> _THE REQUEST_
Please return the full listing below without altering anything.

Dataset records about object locations:
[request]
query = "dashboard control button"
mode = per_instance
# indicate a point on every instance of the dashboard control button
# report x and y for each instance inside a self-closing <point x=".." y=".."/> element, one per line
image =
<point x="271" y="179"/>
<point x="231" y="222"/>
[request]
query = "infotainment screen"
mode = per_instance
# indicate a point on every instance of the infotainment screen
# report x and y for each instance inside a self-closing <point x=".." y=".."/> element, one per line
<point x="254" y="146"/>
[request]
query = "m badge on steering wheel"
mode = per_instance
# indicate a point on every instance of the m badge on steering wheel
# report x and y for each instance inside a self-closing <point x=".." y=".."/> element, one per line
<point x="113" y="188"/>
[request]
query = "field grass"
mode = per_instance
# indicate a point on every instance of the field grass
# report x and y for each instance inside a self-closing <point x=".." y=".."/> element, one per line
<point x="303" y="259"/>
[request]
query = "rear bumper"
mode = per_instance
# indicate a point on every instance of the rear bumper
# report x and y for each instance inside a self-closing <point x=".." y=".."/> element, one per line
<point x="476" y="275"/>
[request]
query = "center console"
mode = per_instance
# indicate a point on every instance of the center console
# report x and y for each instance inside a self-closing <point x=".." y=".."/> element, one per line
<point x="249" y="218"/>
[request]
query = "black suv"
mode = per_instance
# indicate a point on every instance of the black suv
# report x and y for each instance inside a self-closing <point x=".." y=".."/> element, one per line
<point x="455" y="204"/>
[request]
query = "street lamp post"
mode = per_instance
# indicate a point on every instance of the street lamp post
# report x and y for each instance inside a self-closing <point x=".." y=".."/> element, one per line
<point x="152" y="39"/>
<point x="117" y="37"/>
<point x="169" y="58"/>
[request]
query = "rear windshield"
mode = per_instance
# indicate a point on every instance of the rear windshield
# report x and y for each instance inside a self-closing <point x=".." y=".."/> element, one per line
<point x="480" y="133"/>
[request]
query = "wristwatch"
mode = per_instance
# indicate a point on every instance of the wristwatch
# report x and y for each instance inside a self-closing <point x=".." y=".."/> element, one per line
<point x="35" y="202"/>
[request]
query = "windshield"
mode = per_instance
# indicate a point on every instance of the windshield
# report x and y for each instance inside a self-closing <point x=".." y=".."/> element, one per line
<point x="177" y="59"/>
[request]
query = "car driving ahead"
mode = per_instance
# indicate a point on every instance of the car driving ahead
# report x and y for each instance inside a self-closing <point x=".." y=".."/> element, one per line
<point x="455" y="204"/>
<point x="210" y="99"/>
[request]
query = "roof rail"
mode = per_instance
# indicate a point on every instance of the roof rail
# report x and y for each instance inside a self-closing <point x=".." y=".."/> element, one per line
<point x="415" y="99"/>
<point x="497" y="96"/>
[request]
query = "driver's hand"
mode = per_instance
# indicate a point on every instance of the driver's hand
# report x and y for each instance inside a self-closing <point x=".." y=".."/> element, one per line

> _TASK ANSWER_
[request]
query = "dashboard control button"
mode = per_instance
# indicate a point on every instance of the dashboard control button
# report x and y for each instance inside a self-closing <point x=".." y=".."/> element, one per line
image =
<point x="271" y="179"/>
<point x="231" y="222"/>
[request]
query = "infotainment screen"
mode = per_instance
# indicate a point on every instance of the infotainment screen
# report x and y for each instance inside a self-closing <point x=".." y=".."/> element, one per line
<point x="254" y="146"/>
[request]
query = "m badge on steering wheel"
mode = per_instance
# indicate a point on every instance of the m badge on steering wheel
# report x and y for each instance inside a self-closing <point x=".." y=".."/> element, one per line
<point x="113" y="188"/>
[request]
query = "field grass"
mode = per_instance
# indicate a point on every instance of the field grass
# report x and y for each instance inside a self-closing <point x=".." y=".."/> element, one per line
<point x="303" y="259"/>
[request]
query = "rear bumper"
mode = per_instance
# indicate a point on every instance of the rear bumper
# report x and y for each instance inside a self-closing <point x=".." y=".."/> element, one per line
<point x="476" y="275"/>
[request]
query = "center console"
mode = per_instance
# indicate a point on every instance of the center console
# report x and y for each instance inside a self-closing <point x=".." y=".."/> element, one per line
<point x="249" y="218"/>
[request]
query = "black suv"
mode = per_instance
# indicate a point on every instance of the black suv
# report x and y for each instance inside a self-closing <point x=".." y=".."/> element, one per line
<point x="455" y="204"/>
[request]
query = "street lamp post"
mode = per_instance
# indicate a point on every instance of the street lamp post
# report x and y for each instance inside a self-closing <point x=".." y=".."/> element, one per line
<point x="152" y="39"/>
<point x="117" y="37"/>
<point x="169" y="58"/>
[request]
query = "rear windshield"
mode = per_instance
# indicate a point on every instance of the rear windshield
# report x and y for each instance inside a self-closing <point x=".." y=".."/> element, one per line
<point x="480" y="133"/>
[request]
query = "wristwatch"
mode = per_instance
# indicate a point on every instance of the wristwatch
# report x and y for each instance inside a self-closing <point x=".." y=".."/> element, one per line
<point x="35" y="202"/>
[request]
query = "windshield"
mode = per_instance
# indicate a point on every instance of the windshield
# report x and y for each instance inside a self-closing <point x=".." y=".."/> element, one per line
<point x="177" y="59"/>
[request]
query = "car driving ahead"
mode = per_instance
# indicate a point on every instance of the car driving ahead
# report x and y for each instance inside a self-closing <point x=".." y=".."/> element, one per line
<point x="455" y="204"/>
<point x="210" y="99"/>
[request]
query = "roof rail"
mode = per_instance
# indicate a point on every instance of the roof rail
# report x and y for each instance inside a self-closing <point x=".." y=".."/> element, one per line
<point x="415" y="99"/>
<point x="497" y="96"/>
[request]
query = "driver's hand"
mode = per_instance
# indicate a point on every instance of the driver's hand
# report x and y for each instance inside a self-closing <point x=".." y=".."/> element, one per line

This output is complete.